■ **What this task involves**
Rewrite the records below, replacing "spoke handle" with "feed lever" and leaving everything else unchanged.

■ **Given data**
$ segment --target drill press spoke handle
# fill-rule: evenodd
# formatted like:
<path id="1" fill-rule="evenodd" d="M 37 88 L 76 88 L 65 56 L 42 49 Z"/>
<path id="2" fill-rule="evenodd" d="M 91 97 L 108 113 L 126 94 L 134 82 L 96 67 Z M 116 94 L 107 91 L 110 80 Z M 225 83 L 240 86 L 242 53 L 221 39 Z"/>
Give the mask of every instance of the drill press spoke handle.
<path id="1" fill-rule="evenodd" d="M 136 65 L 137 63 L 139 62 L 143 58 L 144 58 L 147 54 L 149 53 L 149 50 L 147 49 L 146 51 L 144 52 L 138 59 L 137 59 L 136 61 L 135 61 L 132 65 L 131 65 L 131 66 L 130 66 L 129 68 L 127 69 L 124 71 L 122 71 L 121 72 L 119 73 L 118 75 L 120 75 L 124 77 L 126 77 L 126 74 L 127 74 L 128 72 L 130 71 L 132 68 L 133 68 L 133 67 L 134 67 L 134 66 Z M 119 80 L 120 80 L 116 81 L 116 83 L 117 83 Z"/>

■ **Correct answer**
$ segment --target drill press feed lever
# fill-rule: evenodd
# formatted like:
<path id="1" fill-rule="evenodd" d="M 37 88 L 76 88 L 65 56 L 42 49 Z"/>
<path id="2" fill-rule="evenodd" d="M 91 97 L 108 113 L 126 94 L 134 82 L 96 67 Z M 116 94 L 107 91 L 110 80 Z M 225 83 L 240 86 L 242 53 L 221 39 Z"/>
Give the mask of every instance of the drill press feed lever.
<path id="1" fill-rule="evenodd" d="M 136 65 L 137 63 L 139 62 L 143 58 L 144 58 L 147 54 L 149 53 L 149 50 L 147 49 L 146 51 L 144 52 L 138 59 L 137 59 L 136 61 L 135 61 L 132 65 L 131 65 L 131 66 L 130 66 L 129 68 L 127 69 L 124 71 L 122 71 L 121 72 L 119 73 L 118 75 L 120 75 L 124 77 L 126 77 L 126 74 L 127 74 L 128 72 L 130 71 L 132 68 L 133 68 L 133 67 L 134 67 L 134 66 Z M 119 80 L 120 80 L 116 81 L 116 83 L 117 83 Z"/>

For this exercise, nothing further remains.